### Aim of the task
Leaving out the pictures, restate each record below word for word.

Source data
#####

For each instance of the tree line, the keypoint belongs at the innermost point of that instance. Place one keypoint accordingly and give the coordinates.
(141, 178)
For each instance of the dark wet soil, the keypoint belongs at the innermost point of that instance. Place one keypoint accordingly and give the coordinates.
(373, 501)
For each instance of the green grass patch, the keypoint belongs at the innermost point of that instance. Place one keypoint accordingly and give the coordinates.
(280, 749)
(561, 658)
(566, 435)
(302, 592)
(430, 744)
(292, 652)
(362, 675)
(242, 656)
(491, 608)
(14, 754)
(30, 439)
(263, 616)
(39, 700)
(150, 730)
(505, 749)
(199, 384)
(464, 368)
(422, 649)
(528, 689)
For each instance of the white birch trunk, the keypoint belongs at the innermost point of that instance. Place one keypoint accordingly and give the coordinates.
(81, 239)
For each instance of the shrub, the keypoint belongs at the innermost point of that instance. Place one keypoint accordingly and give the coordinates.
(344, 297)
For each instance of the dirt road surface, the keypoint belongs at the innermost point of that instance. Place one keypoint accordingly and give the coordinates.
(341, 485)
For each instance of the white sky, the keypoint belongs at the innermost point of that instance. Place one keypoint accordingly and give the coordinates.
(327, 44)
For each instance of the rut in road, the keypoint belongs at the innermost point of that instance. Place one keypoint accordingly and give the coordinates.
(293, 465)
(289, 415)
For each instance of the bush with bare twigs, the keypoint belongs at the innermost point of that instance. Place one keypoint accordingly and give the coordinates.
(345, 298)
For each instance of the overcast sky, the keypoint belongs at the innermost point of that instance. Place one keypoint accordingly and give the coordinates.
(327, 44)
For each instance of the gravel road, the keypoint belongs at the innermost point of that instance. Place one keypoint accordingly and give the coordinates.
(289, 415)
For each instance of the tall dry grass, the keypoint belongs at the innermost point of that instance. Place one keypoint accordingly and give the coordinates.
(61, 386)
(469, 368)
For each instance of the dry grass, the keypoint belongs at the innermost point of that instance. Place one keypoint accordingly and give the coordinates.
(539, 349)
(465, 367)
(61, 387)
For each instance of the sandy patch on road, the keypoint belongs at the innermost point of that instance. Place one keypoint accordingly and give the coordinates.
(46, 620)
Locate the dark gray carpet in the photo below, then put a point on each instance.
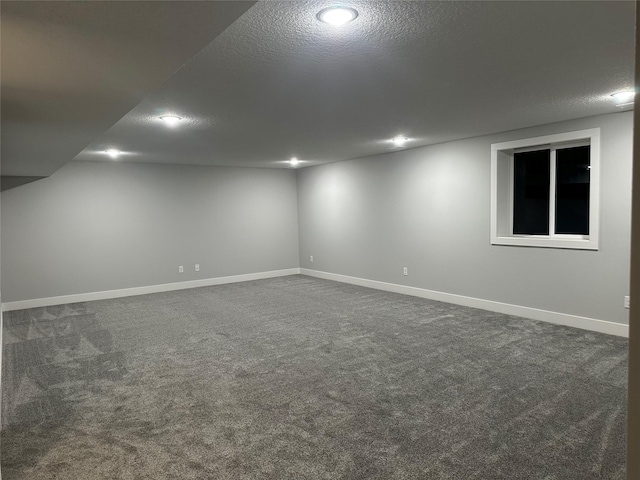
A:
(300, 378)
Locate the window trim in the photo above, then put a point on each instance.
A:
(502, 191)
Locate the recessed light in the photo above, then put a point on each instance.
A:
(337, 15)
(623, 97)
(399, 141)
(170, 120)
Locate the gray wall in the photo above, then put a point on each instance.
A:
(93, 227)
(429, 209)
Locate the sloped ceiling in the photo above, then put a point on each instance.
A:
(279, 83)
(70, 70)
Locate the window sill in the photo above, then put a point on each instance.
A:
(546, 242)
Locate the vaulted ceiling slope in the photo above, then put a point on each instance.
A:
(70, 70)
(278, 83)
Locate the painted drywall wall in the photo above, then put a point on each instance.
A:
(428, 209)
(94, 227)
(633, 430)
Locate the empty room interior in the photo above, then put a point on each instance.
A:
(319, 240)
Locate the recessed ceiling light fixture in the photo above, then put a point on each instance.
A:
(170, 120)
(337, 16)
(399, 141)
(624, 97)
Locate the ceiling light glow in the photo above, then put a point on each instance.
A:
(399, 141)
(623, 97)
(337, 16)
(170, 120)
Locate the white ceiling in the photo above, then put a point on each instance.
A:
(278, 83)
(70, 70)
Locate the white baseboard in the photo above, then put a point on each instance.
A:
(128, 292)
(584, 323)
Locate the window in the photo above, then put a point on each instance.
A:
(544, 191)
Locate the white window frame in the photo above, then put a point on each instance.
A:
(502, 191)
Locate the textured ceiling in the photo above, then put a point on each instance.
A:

#####

### Exercise answer
For each instance of the tree line, the keypoint belongs at the innermost point of that instance. Place one keypoint accordingly and give the coordinates.
(141, 178)
For each instance of the dark wet soil, the keypoint belongs at the innermost point of that instance. Place one keypoint accordingly and give the coordinates.
(373, 501)
For each instance of the green grass patch, the keypoint belongs at the innermost point of that instance. Place one keypoint accordingly and give the coordinates.
(280, 749)
(561, 658)
(566, 435)
(302, 592)
(430, 744)
(292, 652)
(362, 675)
(242, 656)
(491, 608)
(14, 754)
(30, 439)
(263, 616)
(39, 700)
(150, 730)
(505, 749)
(199, 384)
(464, 368)
(422, 649)
(528, 689)
For each instance of the white birch trunk, the keypoint belongs at the innermost point of that instance. Place one keypoint accordingly and give the coordinates.
(81, 239)
For each instance of the shrub, the keypoint belongs at the innermost point of that instance. Place one keypoint accordingly and give the coordinates.
(344, 297)
For each instance of the dirt road surface, the keypoint belongs at the innermost point of that instance. Place one keypoint accordingly and give the coordinates.
(341, 485)
For each instance of the white sky, the keypoint belongs at the innermost point of that instance. Place one keypoint accordingly and give the coordinates.
(327, 44)
For each instance of the rut in road, the keypoint belongs at the innermost point of that instance. Place one keypoint accordingly and give the coordinates.
(293, 465)
(289, 415)
For each instance of the bush with bare twigs, the keypoint belongs at the innermost point of that instance. Place one keypoint accordingly and give the coordinates.
(345, 298)
For each instance of the overcast sky, the keypoint belongs at the innermost point of that instance. Place one keypoint accordingly and give the coordinates.
(327, 44)
For each instance of the gravel road, the keypoint belongs at the innermost point of that instance. Place one keypoint accordingly and give the coordinates.
(289, 415)
For each instance of the tall dry grass, the keypoint belongs at the innermost point of that instance. Place one keypoint accordingly and give the coordinates.
(61, 386)
(469, 368)
For each instance of the dry grass, the keypoint belongs at the innermost point of that instance. Place one keypoint accordingly and give the coordinates.
(539, 349)
(465, 367)
(61, 387)
For each instance of the sandy patch on road, the keypoint belongs at the innermost point of that instance. Place one keypoint accordingly and give the coordinates.
(46, 620)
Locate the dark gray carpet in the photo below, then put a point on each instance.
A:
(300, 378)
Locate the window trim in the photo above, then put a point on each instance.
A:
(502, 191)
Locate the recessed light in the photo above, then put a point on each instance.
A:
(337, 15)
(623, 97)
(399, 141)
(170, 120)
Locate the gray wall in the photo above, then put a point on each instance.
A:
(93, 227)
(429, 209)
Locate the sloped ceiling in the photo above, then put a point on each instance.
A:
(279, 83)
(70, 70)
Locate the window sill in the photo above, then put a point on each instance.
A:
(546, 242)
Locate the vaulted ceiling slope in the photo above, then put a point on each instance.
A:
(70, 70)
(278, 83)
Locate the painted drywall wall in the photo above, then put a point on each instance.
A:
(428, 209)
(94, 227)
(633, 430)
Locate the empty room interior in the photo above, then put a point on each instance.
A:
(319, 240)
Locate the recessed ceiling light fixture in the photo above, then put a point on each instance.
A:
(170, 120)
(337, 16)
(399, 141)
(624, 97)
Locate the ceiling light glow in the photo above, then put a point on each instance.
A:
(399, 141)
(623, 97)
(337, 16)
(170, 120)
Locate the white ceiling in the photo above, then put a point on each instance.
A:
(278, 83)
(70, 70)
Locate the white baseboard in the photo above, then put a point on each instance.
A:
(128, 292)
(584, 323)
Locate the window in the photo above, then put a point on each instance.
A:
(544, 191)
Locate the white window frame in the photo above, then put a point on each instance.
A:
(502, 191)
Locate the textured ceiling in the photo above, then put a point on each instance.
A:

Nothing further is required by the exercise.